The Ocular Nerves – Oculomotor, Trochlear and Abducens Nerve

Ocular nerves are the oculomotor, the trochlear and the abducens nerves. Since they function together in the regulation of eye movements, they are considered as ocular nerves and are examined together.

The oculomotor nerve (Cranial Nerve III)

The Oculomotor nuclei consist of several paired groups of nerve cells, adjacent to the midline, ventral to the aqueduct of sylvius at the level of the superior colliculi. A centrally located group of nerve cells, the Edinger-Westphal nucleus, innervate the pupillary sphincters and ciliary bodies. It is situated more dorsally, and constitutes the parasympathetic portion of the oculomotor nerve. The nerve cells that mediate the action of the ocular muscles show a definite dorso-ventral topographic representation. The nerve fibers course anteriorly through the mesencephalon, medial tot he red nucleus, the substantia nigra and the cerebral peduncle. The nerve emerges from the anterior aspect of the mid-brain just above the pons, between the superior cerebellar and the posterior cerebral arteries.

It penetrates the dura lateral and anterior to the posterior clinoid process and enters the lateral wall of cavernous sinus. From there, it enters the Orbit through the superior orbital fissure and supplied the levator palpaebrae superioris, the inferior oblique and the superior, medial and inferior recti muscles. The preganglionic parasympathetic fibers from the Edinger-Westphal nucleus pass up to the ciliary ganglion, from where the postganglionic fibers supply the pupillary constrictors and the ciliary muscles which function in accommodation.

The trochlear nerve (Cranial Nerve IV)

this is the smallest of all cranial nerves and is situated just anterior to the aqueduct in the mesencephalon immediately above the pons. The fibers curve posteriorly and caudally around the aqueduct and decussate in the anterior medullary velum. It penetrates the dura posterolateral to the posterior clinoid process to enter the cavernous sinus where it is lateral and inferior to the 3rd nerve. Through the superior Orbital fissure, it enters the Orbit to supply the superior oblique muscle. Paralysis of this nerve causes weakness of downward and outward movement of the eye and extorsion (rotation of the eyeball outwards).

[Natural-language object grounding data]
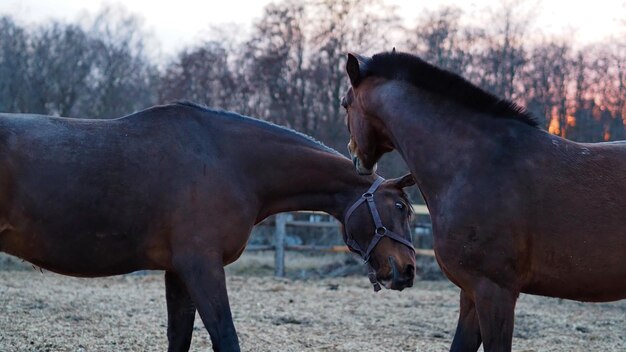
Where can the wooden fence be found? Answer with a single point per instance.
(283, 221)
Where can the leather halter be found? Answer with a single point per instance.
(379, 232)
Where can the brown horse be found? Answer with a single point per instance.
(514, 209)
(178, 188)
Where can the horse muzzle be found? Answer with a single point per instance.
(400, 278)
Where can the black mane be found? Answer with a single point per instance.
(412, 69)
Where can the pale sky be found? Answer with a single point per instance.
(179, 23)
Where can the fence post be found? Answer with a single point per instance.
(279, 245)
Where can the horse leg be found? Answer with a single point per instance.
(206, 283)
(467, 335)
(495, 306)
(180, 313)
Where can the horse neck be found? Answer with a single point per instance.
(438, 140)
(300, 176)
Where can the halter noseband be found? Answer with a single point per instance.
(379, 232)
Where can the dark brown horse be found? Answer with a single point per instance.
(178, 188)
(514, 209)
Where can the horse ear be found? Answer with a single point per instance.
(352, 67)
(355, 66)
(402, 182)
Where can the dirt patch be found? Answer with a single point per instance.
(49, 312)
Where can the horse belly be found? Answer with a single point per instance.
(83, 255)
(591, 275)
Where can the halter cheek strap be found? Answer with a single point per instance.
(379, 232)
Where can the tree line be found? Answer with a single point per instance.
(290, 69)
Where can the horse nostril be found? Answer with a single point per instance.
(409, 271)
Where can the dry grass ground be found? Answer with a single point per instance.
(49, 312)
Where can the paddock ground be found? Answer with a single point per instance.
(49, 312)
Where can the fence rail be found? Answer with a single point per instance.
(283, 220)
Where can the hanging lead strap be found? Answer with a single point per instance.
(371, 274)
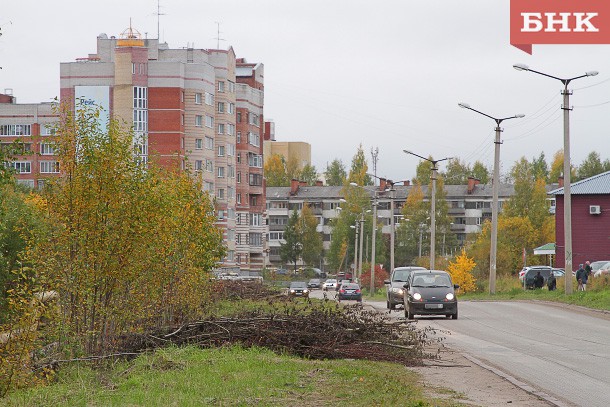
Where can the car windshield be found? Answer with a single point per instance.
(431, 280)
(401, 275)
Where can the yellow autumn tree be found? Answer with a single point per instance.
(461, 272)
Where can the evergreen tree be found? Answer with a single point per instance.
(335, 173)
(291, 250)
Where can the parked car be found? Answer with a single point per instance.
(545, 272)
(526, 269)
(330, 284)
(298, 289)
(394, 286)
(350, 291)
(601, 268)
(430, 292)
(314, 283)
(596, 266)
(341, 284)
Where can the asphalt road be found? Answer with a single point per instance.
(563, 352)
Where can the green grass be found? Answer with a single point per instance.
(229, 377)
(597, 295)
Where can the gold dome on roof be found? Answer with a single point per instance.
(130, 38)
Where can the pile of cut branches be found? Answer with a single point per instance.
(317, 332)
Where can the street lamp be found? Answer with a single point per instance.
(432, 204)
(567, 170)
(495, 186)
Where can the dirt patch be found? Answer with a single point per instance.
(454, 377)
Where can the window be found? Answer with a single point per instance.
(26, 182)
(47, 130)
(255, 160)
(254, 139)
(276, 235)
(256, 239)
(209, 122)
(209, 99)
(47, 149)
(209, 143)
(255, 219)
(231, 129)
(209, 165)
(49, 167)
(255, 179)
(21, 167)
(16, 130)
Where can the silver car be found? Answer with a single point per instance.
(394, 286)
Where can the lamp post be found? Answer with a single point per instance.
(495, 186)
(567, 169)
(355, 249)
(432, 205)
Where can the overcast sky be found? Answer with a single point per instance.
(339, 73)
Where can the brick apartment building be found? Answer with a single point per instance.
(197, 108)
(30, 123)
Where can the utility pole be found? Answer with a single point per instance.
(375, 154)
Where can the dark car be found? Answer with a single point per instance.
(314, 283)
(298, 289)
(350, 291)
(430, 292)
(394, 286)
(341, 282)
(545, 272)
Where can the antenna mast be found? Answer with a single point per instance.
(218, 39)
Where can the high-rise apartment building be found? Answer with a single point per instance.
(29, 123)
(189, 107)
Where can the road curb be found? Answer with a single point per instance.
(522, 385)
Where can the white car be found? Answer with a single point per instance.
(330, 284)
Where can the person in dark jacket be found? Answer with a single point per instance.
(538, 280)
(581, 277)
(552, 282)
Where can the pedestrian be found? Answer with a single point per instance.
(552, 282)
(538, 280)
(581, 278)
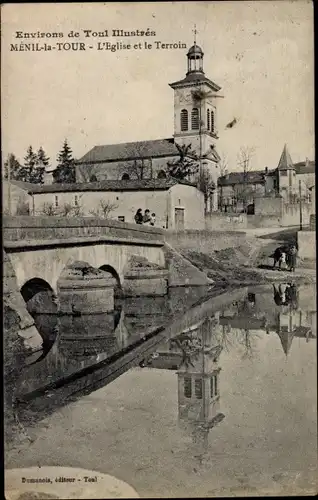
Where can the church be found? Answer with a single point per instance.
(195, 124)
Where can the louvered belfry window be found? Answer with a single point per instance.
(195, 119)
(184, 120)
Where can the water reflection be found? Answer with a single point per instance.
(91, 351)
(225, 383)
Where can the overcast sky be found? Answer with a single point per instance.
(260, 53)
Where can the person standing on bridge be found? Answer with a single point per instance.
(139, 216)
(153, 219)
(147, 217)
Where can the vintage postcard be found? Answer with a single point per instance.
(159, 224)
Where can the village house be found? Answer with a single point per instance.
(237, 188)
(195, 124)
(177, 205)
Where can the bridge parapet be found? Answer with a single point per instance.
(28, 228)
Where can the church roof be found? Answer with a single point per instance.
(285, 161)
(108, 185)
(304, 167)
(130, 151)
(195, 78)
(195, 51)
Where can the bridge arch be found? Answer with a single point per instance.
(111, 270)
(34, 286)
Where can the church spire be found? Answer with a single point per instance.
(195, 34)
(195, 56)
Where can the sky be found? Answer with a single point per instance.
(260, 53)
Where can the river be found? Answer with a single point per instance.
(184, 395)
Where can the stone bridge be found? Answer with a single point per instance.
(41, 248)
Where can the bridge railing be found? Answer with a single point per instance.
(26, 228)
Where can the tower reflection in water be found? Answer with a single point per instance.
(195, 356)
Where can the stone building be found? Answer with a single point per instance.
(177, 205)
(15, 197)
(284, 181)
(195, 124)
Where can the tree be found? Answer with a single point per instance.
(42, 161)
(206, 185)
(244, 191)
(185, 166)
(15, 168)
(65, 170)
(27, 172)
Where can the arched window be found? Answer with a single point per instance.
(162, 174)
(212, 121)
(184, 120)
(187, 387)
(208, 119)
(195, 119)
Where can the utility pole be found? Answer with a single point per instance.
(9, 184)
(300, 208)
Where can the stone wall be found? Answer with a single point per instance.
(225, 221)
(204, 241)
(17, 321)
(268, 206)
(29, 228)
(306, 244)
(291, 214)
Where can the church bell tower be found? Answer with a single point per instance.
(195, 114)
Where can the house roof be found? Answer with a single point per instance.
(303, 332)
(305, 167)
(197, 77)
(130, 151)
(285, 161)
(252, 177)
(111, 185)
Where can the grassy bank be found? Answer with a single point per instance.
(238, 259)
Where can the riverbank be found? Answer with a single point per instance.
(238, 259)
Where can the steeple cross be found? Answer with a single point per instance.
(195, 34)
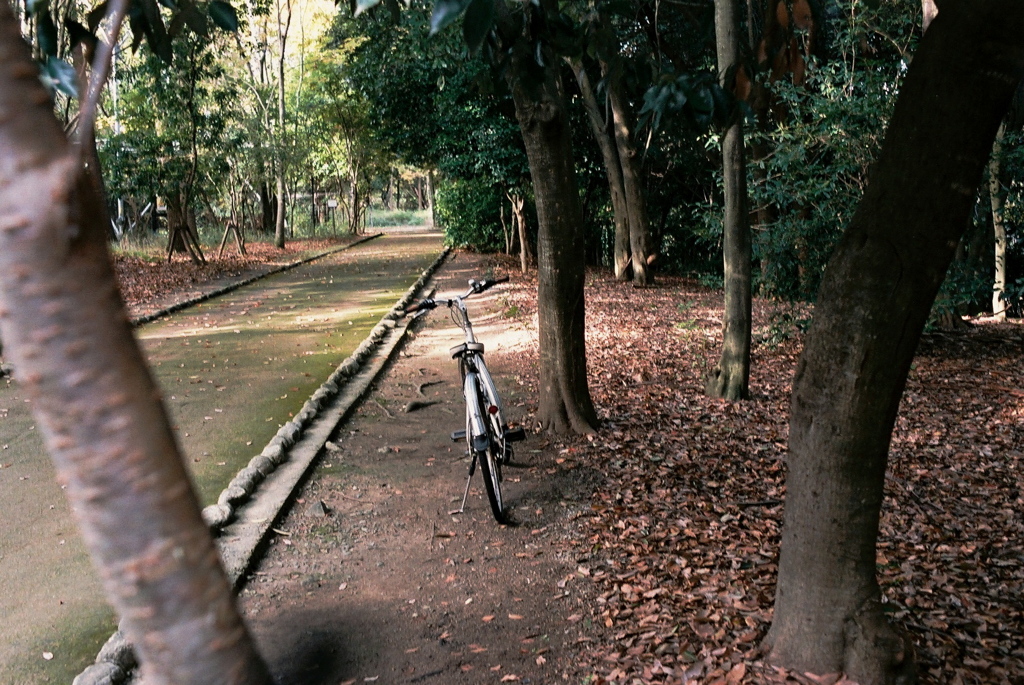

■ **EXERCISE AIM**: Reproduce the passage on the ocular nerves from "It penetrates the dura lateral" to "function in accommodation.". The entries are separate material, unrelated to the passage on the ocular nerves.

■ **EXPECTED ANSWER**:
It penetrates the dura lateral and anterior to the posterior clinoid process and enters the lateral wall of cavernous sinus. From there, it enters the Orbit through the superior orbital fissure and supplied the levator palpaebrae superioris, the inferior oblique and the superior, medial and inferior recti muscles. The preganglionic parasympathetic fibers from the Edinger-Westphal nucleus pass up to the ciliary ganglion, from where the postganglionic fibers supply the pupillary constrictors and the ciliary muscles which function in accommodation.